▶ _Task material_:
== == ==

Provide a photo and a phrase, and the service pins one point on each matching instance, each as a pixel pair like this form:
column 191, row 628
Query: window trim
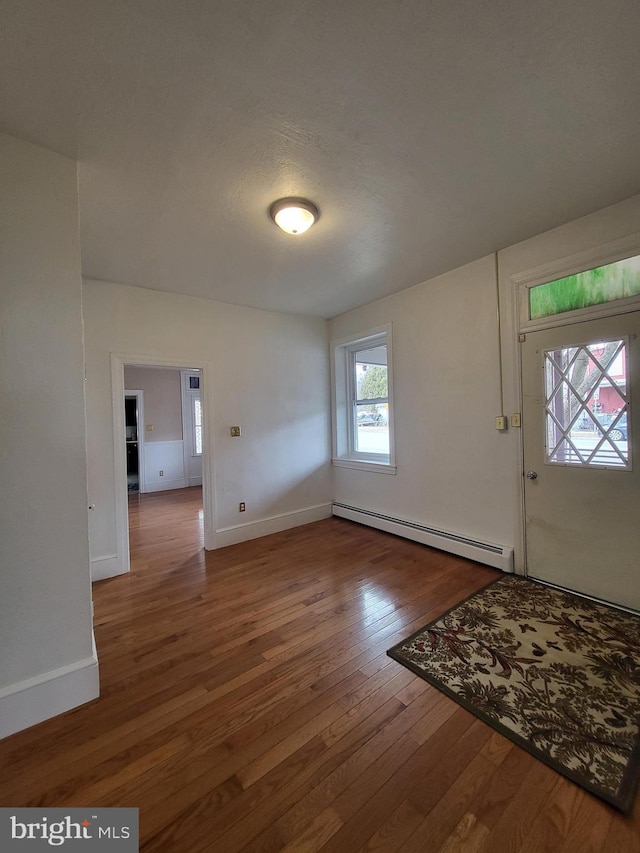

== == ==

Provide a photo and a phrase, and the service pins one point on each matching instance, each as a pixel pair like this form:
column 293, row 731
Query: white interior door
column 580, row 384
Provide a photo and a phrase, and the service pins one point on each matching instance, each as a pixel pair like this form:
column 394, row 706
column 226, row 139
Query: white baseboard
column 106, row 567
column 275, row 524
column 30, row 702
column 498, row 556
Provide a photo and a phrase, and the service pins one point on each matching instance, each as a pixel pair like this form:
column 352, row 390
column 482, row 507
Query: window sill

== == ==

▶ _What to produce_:
Tally the lines above that contain the string "Query", with case counting, and reply with the number alone.

▶ _The reply_:
4